======== Source material

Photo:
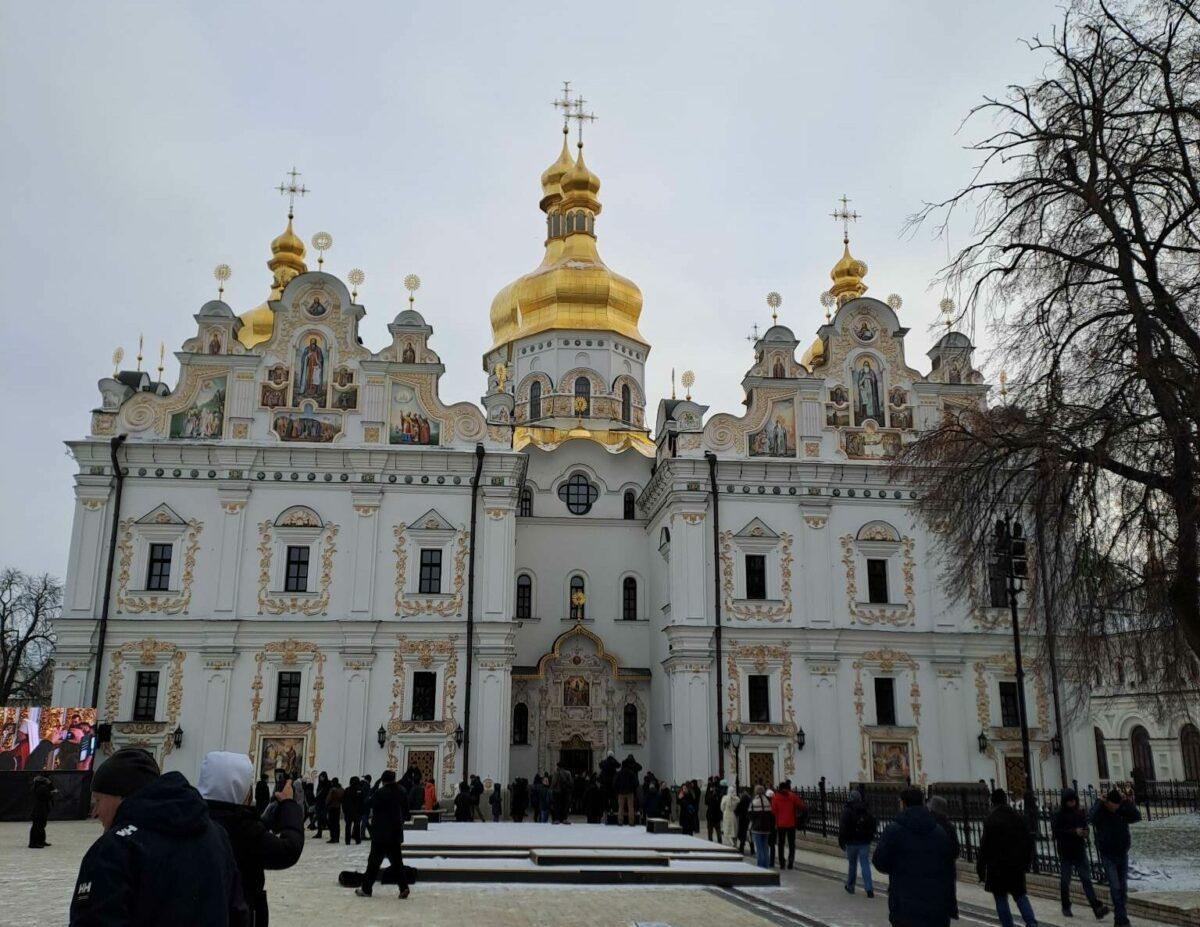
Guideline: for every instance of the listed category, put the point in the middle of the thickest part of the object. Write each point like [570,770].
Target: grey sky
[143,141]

================
======== Source material

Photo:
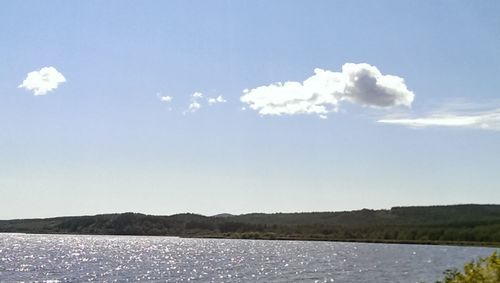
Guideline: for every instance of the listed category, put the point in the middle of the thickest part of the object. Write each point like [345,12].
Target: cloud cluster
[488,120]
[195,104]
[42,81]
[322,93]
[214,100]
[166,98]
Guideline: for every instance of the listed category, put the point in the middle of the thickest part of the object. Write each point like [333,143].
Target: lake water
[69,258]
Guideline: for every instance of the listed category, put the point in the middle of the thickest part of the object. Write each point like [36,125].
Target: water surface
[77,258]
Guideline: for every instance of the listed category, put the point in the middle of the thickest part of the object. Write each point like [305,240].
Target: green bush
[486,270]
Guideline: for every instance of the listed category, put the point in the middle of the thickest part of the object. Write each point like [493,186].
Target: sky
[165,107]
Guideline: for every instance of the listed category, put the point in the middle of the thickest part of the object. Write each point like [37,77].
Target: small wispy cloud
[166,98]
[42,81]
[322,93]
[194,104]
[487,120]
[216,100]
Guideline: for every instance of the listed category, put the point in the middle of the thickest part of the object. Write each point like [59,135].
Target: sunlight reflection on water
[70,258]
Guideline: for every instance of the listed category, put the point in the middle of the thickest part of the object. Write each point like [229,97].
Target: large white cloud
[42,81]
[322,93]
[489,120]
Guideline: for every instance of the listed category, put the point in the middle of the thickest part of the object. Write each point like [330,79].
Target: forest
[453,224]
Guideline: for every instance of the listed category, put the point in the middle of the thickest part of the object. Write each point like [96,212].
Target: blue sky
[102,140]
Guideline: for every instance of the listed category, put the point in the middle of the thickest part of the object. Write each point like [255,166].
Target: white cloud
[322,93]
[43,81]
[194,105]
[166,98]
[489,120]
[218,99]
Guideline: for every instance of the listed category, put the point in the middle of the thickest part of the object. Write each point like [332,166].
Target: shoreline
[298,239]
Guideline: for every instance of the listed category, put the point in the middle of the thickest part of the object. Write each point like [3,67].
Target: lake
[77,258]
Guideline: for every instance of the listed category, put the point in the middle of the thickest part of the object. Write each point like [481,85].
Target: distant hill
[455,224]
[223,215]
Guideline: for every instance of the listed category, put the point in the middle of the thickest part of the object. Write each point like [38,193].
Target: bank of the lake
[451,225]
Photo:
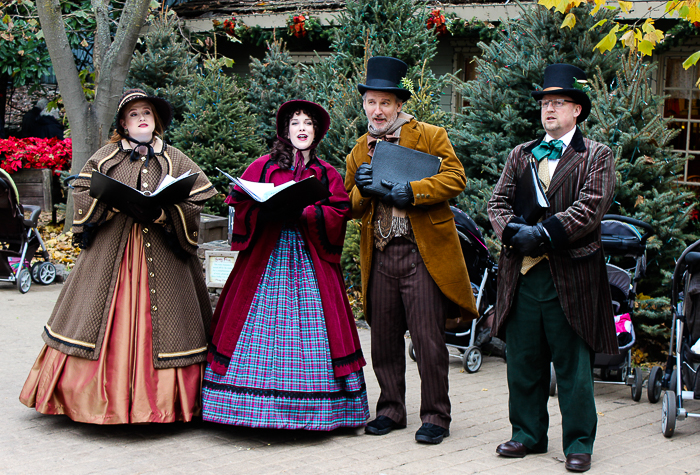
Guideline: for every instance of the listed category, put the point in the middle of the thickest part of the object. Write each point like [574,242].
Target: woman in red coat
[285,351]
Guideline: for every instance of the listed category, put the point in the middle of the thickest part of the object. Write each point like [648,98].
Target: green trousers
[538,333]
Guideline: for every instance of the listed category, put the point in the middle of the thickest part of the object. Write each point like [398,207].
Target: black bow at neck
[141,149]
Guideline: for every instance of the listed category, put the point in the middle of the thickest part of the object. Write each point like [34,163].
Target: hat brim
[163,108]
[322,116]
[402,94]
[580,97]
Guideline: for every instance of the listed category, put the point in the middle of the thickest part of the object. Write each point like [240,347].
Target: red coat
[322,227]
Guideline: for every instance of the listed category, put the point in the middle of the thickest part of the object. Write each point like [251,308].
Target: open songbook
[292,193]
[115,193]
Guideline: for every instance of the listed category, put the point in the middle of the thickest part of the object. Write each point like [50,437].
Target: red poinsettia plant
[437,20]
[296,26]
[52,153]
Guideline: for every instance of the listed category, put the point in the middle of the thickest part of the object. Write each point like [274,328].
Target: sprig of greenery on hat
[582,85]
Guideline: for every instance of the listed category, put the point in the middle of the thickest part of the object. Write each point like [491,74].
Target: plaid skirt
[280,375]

================

**Task**
After locating "Target: large white cloud" and "point like [648,98]." in the records above, return exactly the line holding each one and every line between them; leave out the pictures.

**Your response**
Target: large white cloud
[42,81]
[322,93]
[489,120]
Guideline: for every instance of the listed category, put the point in the middle of the thickest part of the object. Write each point like [330,79].
Target: forest
[453,224]
Guideline: for every instance of the listed category, put the point in the middle of the thickest part of the object. Write each point like [96,212].
Target: blue sky
[102,140]
Guideline: for every instance of the listed category, put the point in the middle of the thickest part of the object. Write each point like [255,166].
Target: white cloud
[322,93]
[43,81]
[194,105]
[166,98]
[489,120]
[218,99]
Guideline: for every instance of the listed category, put the point in the middle of the thickest part of the object. Write each point like [332,166].
Target: shoreline
[298,239]
Guideline: for every instance of the listed category, put the point in the middle of the thickest part of the object. Write each point like [3,67].
Target: lake
[77,258]
Guideline: for every instance of the listed category, put the point in the middle of the thickest part of the object. Write each point like [481,85].
Target: distant hill
[455,224]
[223,215]
Guideline: for every instance of the listed category, put the point in the middle of the thickest part of the object. Write each point like [38,193].
Target: bank of the lake
[451,225]
Photo:
Guideline: for every instance of the listed category, put the point in the middle of the thickest part of the object. Write each point like [574,242].
Target: woman in red coat
[285,351]
Guideline: for every instance of the listed category, put the point in the middle of the thickest part of the object. Write each point like [648,98].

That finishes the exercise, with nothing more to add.